Given data
-----

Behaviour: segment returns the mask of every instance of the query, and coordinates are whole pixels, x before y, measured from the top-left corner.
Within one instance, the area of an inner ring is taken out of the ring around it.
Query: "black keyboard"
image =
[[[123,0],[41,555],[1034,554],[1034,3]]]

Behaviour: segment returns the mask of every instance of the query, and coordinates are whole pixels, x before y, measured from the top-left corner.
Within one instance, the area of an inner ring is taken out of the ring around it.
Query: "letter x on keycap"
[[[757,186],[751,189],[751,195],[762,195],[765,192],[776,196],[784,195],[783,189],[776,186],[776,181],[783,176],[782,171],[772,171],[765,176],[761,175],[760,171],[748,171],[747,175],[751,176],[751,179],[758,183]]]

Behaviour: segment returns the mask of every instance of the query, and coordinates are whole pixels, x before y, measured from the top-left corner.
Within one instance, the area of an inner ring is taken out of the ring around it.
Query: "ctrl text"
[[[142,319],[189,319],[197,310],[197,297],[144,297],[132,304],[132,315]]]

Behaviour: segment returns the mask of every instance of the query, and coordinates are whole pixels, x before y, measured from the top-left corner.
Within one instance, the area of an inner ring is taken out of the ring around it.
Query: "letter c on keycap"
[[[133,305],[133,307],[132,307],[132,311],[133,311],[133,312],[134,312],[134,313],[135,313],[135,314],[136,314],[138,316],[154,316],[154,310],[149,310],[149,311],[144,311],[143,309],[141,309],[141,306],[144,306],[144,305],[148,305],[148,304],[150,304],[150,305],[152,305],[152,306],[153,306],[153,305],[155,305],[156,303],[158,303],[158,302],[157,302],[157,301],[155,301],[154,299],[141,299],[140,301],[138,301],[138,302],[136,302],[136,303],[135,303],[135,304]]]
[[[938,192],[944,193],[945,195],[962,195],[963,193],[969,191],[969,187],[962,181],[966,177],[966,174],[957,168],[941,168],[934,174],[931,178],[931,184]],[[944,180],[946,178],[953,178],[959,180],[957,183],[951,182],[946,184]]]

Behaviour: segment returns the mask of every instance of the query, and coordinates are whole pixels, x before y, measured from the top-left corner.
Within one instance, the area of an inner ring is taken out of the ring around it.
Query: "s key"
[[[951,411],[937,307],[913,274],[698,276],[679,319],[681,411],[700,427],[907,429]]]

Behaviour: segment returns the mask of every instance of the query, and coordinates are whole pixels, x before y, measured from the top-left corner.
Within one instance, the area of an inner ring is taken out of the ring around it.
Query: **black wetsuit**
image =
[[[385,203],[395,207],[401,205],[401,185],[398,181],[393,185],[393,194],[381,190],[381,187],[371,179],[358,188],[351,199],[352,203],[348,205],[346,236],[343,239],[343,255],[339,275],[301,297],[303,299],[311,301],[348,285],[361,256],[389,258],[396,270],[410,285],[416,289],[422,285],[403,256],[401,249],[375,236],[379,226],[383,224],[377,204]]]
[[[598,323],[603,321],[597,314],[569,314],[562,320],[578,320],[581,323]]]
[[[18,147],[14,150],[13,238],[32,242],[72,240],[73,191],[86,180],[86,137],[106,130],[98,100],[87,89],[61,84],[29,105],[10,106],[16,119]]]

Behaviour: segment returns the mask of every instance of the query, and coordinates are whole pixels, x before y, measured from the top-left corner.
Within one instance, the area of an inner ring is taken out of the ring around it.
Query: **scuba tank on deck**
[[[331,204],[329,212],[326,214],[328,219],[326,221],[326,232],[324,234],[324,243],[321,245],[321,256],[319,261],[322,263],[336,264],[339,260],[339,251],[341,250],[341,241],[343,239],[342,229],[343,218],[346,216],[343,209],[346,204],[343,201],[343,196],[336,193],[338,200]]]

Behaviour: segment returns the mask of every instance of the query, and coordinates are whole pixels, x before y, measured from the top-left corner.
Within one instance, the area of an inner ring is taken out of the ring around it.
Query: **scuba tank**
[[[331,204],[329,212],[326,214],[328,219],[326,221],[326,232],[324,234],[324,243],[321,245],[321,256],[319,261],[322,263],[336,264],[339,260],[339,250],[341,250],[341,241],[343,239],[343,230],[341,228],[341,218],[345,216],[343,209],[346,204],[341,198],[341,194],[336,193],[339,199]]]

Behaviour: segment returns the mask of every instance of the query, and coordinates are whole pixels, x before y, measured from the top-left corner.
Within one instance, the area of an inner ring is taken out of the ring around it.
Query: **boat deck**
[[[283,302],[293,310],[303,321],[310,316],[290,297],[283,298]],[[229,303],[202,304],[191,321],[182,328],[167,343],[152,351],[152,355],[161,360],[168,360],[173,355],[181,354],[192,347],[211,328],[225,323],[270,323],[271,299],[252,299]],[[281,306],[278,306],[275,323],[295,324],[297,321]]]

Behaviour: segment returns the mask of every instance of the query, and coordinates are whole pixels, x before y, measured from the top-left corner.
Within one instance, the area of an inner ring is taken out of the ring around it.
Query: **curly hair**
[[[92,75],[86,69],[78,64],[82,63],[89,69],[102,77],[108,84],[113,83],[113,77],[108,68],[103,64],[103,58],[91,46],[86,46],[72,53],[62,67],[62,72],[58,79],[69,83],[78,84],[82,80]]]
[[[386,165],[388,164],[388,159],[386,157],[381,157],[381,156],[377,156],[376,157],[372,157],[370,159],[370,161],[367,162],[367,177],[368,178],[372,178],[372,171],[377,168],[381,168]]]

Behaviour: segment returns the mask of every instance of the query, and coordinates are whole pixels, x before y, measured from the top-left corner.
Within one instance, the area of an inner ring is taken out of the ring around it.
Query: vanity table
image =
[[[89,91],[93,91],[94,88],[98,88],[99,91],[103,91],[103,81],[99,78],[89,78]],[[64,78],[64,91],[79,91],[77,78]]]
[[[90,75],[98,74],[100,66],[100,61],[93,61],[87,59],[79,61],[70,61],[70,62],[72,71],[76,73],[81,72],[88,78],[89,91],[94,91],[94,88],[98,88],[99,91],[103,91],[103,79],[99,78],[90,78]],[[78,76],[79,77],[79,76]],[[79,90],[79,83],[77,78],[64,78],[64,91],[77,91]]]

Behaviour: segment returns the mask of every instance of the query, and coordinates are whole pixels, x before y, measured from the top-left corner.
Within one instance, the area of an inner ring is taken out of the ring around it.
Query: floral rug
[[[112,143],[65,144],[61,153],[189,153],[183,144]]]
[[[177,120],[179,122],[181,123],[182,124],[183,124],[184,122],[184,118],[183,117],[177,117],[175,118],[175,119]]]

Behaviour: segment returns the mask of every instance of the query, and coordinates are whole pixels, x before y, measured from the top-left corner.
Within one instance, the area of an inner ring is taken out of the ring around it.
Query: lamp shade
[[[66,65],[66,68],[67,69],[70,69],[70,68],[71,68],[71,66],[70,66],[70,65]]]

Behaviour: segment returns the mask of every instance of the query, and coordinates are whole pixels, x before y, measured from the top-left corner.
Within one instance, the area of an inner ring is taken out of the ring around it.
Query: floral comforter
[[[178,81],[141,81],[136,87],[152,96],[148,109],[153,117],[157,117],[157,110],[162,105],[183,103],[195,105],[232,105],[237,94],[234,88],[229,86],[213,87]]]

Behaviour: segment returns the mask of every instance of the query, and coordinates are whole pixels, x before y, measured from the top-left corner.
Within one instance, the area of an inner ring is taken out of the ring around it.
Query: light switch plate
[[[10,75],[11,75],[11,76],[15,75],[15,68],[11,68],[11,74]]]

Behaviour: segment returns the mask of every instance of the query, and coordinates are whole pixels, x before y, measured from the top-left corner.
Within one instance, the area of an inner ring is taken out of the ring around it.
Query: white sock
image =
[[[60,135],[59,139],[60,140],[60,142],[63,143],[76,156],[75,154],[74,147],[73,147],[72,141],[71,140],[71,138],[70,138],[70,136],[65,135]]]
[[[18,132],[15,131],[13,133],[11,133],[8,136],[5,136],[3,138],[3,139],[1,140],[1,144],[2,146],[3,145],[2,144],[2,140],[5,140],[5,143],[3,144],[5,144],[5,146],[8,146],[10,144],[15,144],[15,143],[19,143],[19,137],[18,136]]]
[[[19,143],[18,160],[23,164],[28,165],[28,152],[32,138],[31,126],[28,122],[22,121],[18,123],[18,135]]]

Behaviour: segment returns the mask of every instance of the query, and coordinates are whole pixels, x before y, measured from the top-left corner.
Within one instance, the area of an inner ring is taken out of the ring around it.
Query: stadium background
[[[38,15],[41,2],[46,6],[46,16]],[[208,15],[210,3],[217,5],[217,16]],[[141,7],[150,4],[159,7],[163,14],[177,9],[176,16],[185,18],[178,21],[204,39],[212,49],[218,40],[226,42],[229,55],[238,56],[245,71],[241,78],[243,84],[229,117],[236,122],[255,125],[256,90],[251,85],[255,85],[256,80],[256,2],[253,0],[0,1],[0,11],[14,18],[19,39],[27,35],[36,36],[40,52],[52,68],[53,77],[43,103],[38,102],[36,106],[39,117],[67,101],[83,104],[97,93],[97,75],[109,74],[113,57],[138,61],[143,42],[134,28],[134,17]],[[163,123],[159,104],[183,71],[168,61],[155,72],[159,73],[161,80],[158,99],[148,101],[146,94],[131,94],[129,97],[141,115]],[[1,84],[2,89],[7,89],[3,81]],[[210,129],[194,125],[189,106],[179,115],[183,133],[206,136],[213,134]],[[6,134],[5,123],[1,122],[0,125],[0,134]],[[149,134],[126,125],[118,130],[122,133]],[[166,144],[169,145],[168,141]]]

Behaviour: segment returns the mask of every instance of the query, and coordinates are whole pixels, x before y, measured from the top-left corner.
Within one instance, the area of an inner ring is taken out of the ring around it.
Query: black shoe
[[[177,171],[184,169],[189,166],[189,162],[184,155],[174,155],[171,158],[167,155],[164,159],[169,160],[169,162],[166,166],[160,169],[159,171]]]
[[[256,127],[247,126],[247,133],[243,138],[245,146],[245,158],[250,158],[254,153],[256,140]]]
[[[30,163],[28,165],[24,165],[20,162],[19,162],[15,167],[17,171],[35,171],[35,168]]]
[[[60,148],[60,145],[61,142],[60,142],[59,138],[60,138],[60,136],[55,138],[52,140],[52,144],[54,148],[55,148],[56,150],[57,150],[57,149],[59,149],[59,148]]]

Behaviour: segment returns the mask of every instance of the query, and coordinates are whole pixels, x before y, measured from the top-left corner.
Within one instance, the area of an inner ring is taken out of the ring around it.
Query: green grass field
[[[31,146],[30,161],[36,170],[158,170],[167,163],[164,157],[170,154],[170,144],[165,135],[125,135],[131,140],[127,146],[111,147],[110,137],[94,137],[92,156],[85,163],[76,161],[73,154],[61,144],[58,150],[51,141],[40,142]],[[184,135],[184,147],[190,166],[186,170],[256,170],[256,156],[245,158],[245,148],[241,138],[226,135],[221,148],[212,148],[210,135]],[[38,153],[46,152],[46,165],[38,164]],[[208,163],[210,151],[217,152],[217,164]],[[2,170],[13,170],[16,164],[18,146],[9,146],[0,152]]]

-----

What you are asked to do
Which lines of the listing above contain the string "letter"? Find each one and copy it in full, treating uppercase and lowercase as different.

Solution to this task
Query: "letter x on keycap"
Query: "letter c on keycap"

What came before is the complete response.